(Instructions to follow): Copy out each of the items below word for word, leaving out the pictures.

## START Stored data

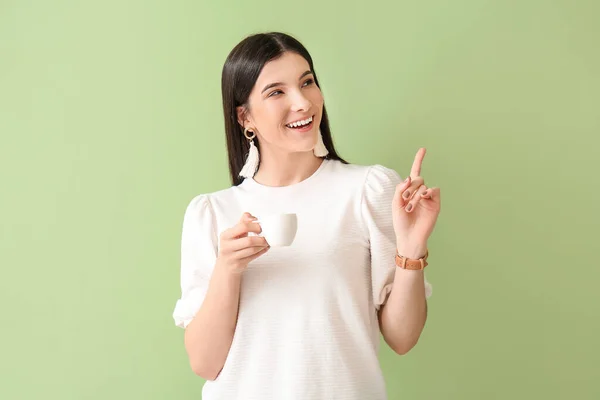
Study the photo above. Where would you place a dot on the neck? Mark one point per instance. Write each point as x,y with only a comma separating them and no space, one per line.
284,169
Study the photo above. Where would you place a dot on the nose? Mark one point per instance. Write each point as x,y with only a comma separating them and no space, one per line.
299,102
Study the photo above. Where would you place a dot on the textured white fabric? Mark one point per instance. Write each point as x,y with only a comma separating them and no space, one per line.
307,327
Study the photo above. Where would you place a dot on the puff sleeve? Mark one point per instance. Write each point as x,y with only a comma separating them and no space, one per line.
378,193
198,255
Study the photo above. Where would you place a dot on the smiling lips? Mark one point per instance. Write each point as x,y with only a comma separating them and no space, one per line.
300,124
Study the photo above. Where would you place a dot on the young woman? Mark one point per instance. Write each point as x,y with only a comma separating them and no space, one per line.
300,322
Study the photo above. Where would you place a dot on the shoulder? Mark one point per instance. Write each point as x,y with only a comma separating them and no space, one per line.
203,202
370,177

## END Stored data

(Written response):
Study the photo above. Where would you place a dot on the neck? Mark one point per instance. Write each point as x,y with only a comma separating them and no space, one per line.
284,169
Study the photo above. Where would you place a dot on the nose? Mark one point per instance. Write each point as x,y with only a comma separating them and no space, one per line.
299,102
Study the photo above. Where would you place a dot on the textured white fabric? Mark one point per instance. Write each point as x,y with only a comma separating them and no space, one per line.
307,327
Study the photo above. Where would you place a dot on the puff sleeve? Mark one point per instance. Write each point as x,y with only a comma separating them and no space, one per line.
378,193
198,255
Study the photo above. Where would you place a dot on the smiling lips? Mark one point per instance. Write each point as x,y with only a comma separating them and no space, one per line.
300,124
Study the photo above. Where would you place a dot on the young woman? Mark one point per instance. Write each point as x,y with only a comma separating them and no space, one per line.
300,322
Study the photo above. Where would you place a dot on the shoulder? Mark one point per instance. Write each point as x,y with only a comma separating them and no space, one per line.
203,202
370,177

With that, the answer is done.